TASK INSTRUCTIONS —
Word for word, set down the records and skip each picture.

TASK MATERIAL —
<<<<
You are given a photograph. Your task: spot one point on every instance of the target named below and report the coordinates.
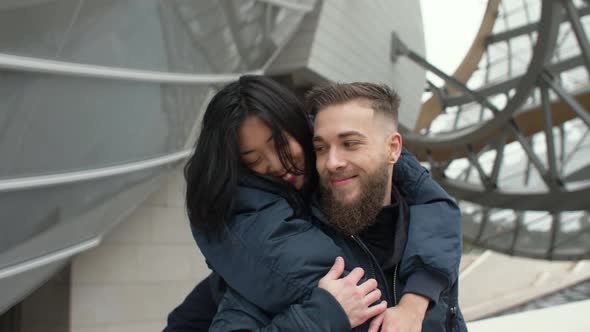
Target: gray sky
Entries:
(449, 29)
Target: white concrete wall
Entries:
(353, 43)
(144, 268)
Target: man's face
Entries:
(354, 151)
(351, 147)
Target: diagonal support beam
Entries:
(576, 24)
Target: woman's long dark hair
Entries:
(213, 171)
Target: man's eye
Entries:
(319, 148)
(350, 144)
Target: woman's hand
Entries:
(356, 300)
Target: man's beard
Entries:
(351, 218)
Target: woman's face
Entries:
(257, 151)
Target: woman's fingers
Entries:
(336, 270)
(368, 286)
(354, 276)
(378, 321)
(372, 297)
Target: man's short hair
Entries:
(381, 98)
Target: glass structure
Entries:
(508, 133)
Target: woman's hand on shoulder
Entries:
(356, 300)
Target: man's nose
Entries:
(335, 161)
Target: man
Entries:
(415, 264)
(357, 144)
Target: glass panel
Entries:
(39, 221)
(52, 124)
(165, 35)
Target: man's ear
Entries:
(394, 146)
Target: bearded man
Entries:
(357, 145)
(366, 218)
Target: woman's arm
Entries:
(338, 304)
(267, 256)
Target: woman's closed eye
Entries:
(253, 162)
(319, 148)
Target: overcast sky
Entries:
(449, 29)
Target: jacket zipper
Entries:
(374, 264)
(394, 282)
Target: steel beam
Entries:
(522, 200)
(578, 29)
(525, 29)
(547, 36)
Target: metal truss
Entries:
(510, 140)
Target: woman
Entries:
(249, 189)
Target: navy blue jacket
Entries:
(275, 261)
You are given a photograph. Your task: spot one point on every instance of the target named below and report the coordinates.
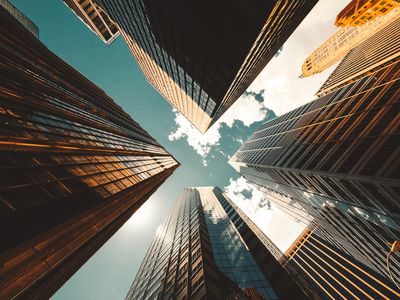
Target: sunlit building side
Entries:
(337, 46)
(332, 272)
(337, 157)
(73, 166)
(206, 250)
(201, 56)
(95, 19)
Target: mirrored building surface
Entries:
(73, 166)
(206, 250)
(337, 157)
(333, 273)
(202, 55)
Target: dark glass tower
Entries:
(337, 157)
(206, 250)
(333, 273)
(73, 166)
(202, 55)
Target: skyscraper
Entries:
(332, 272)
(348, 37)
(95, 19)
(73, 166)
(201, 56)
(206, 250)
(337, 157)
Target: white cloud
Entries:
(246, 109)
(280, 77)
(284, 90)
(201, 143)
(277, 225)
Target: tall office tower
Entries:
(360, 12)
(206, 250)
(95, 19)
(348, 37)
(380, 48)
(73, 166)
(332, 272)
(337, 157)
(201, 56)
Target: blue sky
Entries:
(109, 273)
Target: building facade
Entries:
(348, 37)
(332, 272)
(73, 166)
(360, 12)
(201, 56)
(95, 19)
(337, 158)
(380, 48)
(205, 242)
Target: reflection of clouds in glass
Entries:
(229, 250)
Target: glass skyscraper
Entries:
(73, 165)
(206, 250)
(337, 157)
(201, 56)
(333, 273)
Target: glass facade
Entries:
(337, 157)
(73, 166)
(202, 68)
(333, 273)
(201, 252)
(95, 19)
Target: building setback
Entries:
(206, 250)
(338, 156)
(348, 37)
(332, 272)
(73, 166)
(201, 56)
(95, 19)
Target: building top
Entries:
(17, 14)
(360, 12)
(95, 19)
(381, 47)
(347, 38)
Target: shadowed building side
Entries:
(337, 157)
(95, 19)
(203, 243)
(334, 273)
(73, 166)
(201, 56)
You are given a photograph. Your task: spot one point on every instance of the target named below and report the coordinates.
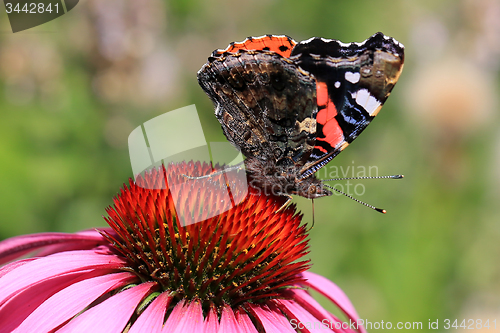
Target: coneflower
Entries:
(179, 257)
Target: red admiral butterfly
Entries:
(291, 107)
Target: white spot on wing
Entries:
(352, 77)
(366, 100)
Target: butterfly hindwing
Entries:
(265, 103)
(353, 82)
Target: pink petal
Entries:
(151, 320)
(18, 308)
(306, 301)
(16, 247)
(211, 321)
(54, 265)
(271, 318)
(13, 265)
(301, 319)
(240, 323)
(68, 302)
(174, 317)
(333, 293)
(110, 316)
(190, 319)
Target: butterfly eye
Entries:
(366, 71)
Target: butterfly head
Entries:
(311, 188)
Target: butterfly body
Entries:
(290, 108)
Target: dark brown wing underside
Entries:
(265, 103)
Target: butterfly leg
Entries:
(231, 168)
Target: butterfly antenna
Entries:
>>>>
WRITTEN SOLUTION —
You are given a photograph. Your task: spot one point on every instance of the target named below and report the coordinates.
Target: gray sky
Entries:
(449, 29)
Target: white concrete wall
Entries:
(353, 43)
(144, 268)
Target: man's face
Entries:
(354, 151)
(351, 147)
Target: diagonal support beam
Entries:
(576, 24)
Target: woman's long dark hair
Entries:
(213, 171)
Target: man's eye
Entries:
(319, 148)
(350, 144)
Target: woman's hand
Entries:
(356, 300)
Target: man's beard
Entries:
(351, 218)
Target: woman's face
Entries:
(257, 151)
Target: woman's fingers
Entries:
(336, 270)
(368, 286)
(354, 276)
(378, 321)
(372, 297)
Target: man's short hair
Entries:
(381, 98)
Target: glass structure
Entries:
(508, 133)
Target: woman's hand on shoulder
Entries:
(356, 300)
Target: man's nose
Entries:
(335, 161)
Target: man
Entries:
(415, 264)
(357, 144)
Target: glass panel
Entries:
(39, 221)
(52, 124)
(165, 35)
Target: man's ear
Entries:
(394, 146)
Target: bearded man
Entries:
(357, 145)
(366, 218)
Target: woman's arm
Entries:
(338, 304)
(267, 256)
Target: woman's closed eye
Entries:
(253, 162)
(319, 148)
Target: overcast sky
Entries:
(449, 29)
Target: jacket zipper
Entries:
(374, 264)
(394, 282)
Target: steel beam
Entries:
(522, 200)
(578, 29)
(525, 29)
(547, 36)
Target: metal truss
Entries:
(510, 140)
Target: woman
Entries:
(249, 189)
Target: navy blue jacket
Entries:
(275, 261)
You are given a photograph. Your task: spot one point on every instance of the target named below and report the coordinates.
Target: sunlit building side
Entries:
(337, 46)
(332, 272)
(337, 157)
(73, 166)
(206, 250)
(201, 56)
(95, 19)
Target: mirrored building surface
Entries:
(73, 166)
(206, 250)
(337, 157)
(333, 273)
(202, 55)
Target: dark glass tower
Entries:
(337, 157)
(206, 250)
(333, 273)
(73, 166)
(202, 55)
Target: skyscraper
Entries:
(332, 272)
(348, 37)
(95, 19)
(73, 166)
(201, 56)
(206, 250)
(337, 157)
Target: white cloud
Entries:
(246, 109)
(280, 77)
(284, 90)
(201, 143)
(277, 225)
Target: tall office tower
Entries:
(360, 12)
(206, 250)
(95, 19)
(348, 37)
(380, 48)
(73, 166)
(332, 272)
(337, 157)
(201, 56)
Target: blue sky
Entries:
(109, 273)
Target: building facade
Entries:
(348, 37)
(332, 272)
(73, 166)
(360, 12)
(201, 56)
(95, 19)
(337, 158)
(380, 48)
(205, 242)
Target: reflection of clouds in glass
Entries:
(229, 250)
Target: glass skyscraper
Entries:
(73, 165)
(206, 250)
(337, 157)
(201, 56)
(333, 273)
Target: glass facade
Entries:
(337, 157)
(73, 166)
(202, 68)
(333, 273)
(201, 252)
(95, 19)
Target: building setback
Entries:
(206, 250)
(338, 156)
(348, 37)
(332, 272)
(73, 166)
(201, 56)
(95, 19)
Target: building top
Entries:
(17, 14)
(360, 12)
(95, 19)
(381, 47)
(347, 38)
Target: shadowed building side
Entries:
(337, 157)
(95, 19)
(203, 243)
(334, 273)
(73, 166)
(201, 56)
You are given a photograph. Your task: spot one point on every instance of the target named below and report the coordinates.
Target: coneflower
Entries:
(179, 257)
Target: red admiral butterfly
Entries:
(291, 107)
Target: white spot on wing
Entries:
(352, 77)
(366, 100)
Target: butterfly hindwing
Entries:
(265, 103)
(353, 82)
Target: pink petal
Entries:
(151, 320)
(18, 308)
(306, 301)
(16, 247)
(211, 321)
(54, 265)
(271, 318)
(13, 265)
(301, 319)
(240, 323)
(68, 302)
(174, 317)
(333, 293)
(110, 316)
(190, 319)
Target: butterfly eye
Entries:
(366, 71)
Target: butterfly head
Entries:
(311, 188)
Target: butterfly body
Entries:
(290, 108)
Target: dark brown wing underside
Entries:
(265, 103)
Target: butterfly leg
Entries:
(231, 168)
Target: butterfly antenna
Entries:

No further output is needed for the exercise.